• _CHALLENGE A_:
From the workflow scheduling excerpt, list every spec that a Task node stores.
• _CHALLENGE B_:
Answer these questions from the workflow scheduling excerpt, one line each:
(i) What does each Task_Attempt row record?
(ii) What do matrix strategies expand into?
(iii) For each task in a scheduling cycle, what does the Scheduler verify?
• _CHALLENGE C_:
Please retype the part of the workflow scheduling excerpt that opens with the words containing "1. Workflow_run: Provides" and closes with "and retry limits.".

• _PASSAGE TO READ_:

-- BEGIN --

Step 6: Construct DAG
Once validated, the workflow definition is transformed into a Directed Acyclic Graph (DAG) of tasks. The execution model is layered:
This structure ensures durability (workflow state survives crashes), parallelism (jobs can be scheduled independently), and auditability (every run, job, and retry is traceable).
1. Workflow_run: Provides a reliable top-level object for retries, history, and observability — even if schedulers crash.
- Captures the entire triggered workflow as a durable record.
- Links together the GitHub event, commit SHA, workflow file, and run status.
2. Tasks: Breaking runs into tasks exposes parallelism, enforces dependencies, and isolates execution.
- Each task in the YAML becomes a Task node in the DAG.
- Dependencies are modeled as edges; matrix strategies expand into multiple task variants.
- Stores specs: image, command, resources, timeouts, artifact contracts, and retry limits.
3. Task_Attempts: Attempts make transitions idempotent and auditable — retries don’t corrupt prior state.
- Every actual execution is a Task_Attempt row, recording worker ID, start/end times, exit codes, and logs.
- Retries create new attempts instead of overwriting history.
FR2: Schedule and execute workflow jobs in isolated container environments
Once the Ingress Service has parsed the workflow and persisted the task DAG, the system control passes to the Scheduler, which is responsible for driving execution across distributed, containerized workers. Here are the primary responsibilities of this schedule and execution part:
- Enforce execution order based on the DAG
- Efficiently allocate compute resources across jobs, this ensures multi-tenant fairness
- Enforce tenant isolation and security
- Build Artifacts Sharing among execution runners
Entities:
Artifact
- File(build, logs etc) produced by a task
or task_attempt
.

Let’s go through how to achieve those design goals above:
Step 1: Enforce execution order based on the DAG
Scheduler has to scan all tasks repeatedly to figure out which ones can run.
- Each scheduling cycle, it checks every task in the workflow run.
- For each task, it looks at the
prerequisites[]
list and verifies if all prerequisites are complete.
This works for small DAGs, but at scale (thousands of jobs per workflow or thousands of workflows at once), it becomes expensive and inefficient — wasting CPU cycles re-checking blocked tasks. And it also makes fairness harder, since the scheduler has no quick way to prioritize just the runnable tasks.

-- END --

• _DATA LINES_:
-- BEGIN --

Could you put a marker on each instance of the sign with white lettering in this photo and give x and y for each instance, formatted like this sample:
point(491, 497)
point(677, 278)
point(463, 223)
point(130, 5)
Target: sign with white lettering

-- END --

• _EXPECTED ANSWER A_:
Image, command, resources, timeouts, artifact contracts, and retry limits.

• _EXPECTED ANSWER B_:
(i) Worker ID, start/end times, exit codes, and logs.
(ii) Multiple task variants.
(iii) Whether all prerequisites in its prerequisites[] list are complete.

• _EXPECTED ANSWER C_:
1. Workflow_run: Provides a reliable top-level object for retries, history, and observability — even if schedulers crash.
- Captures the entire triggered workflow as a durable record.
- Links together the GitHub event, commit SHA, workflow file, and run status.
2. Tasks: Breaking runs into tasks exposes parallelism, enforces dependencies, and isolates execution.
- Each task in the YAML becomes a Task node in the DAG.
- Dependencies are modeled as edges; matrix strategies expand into multiple task variants.
- Stores specs: image, command, resources, timeouts, artifact contracts, and retry limits.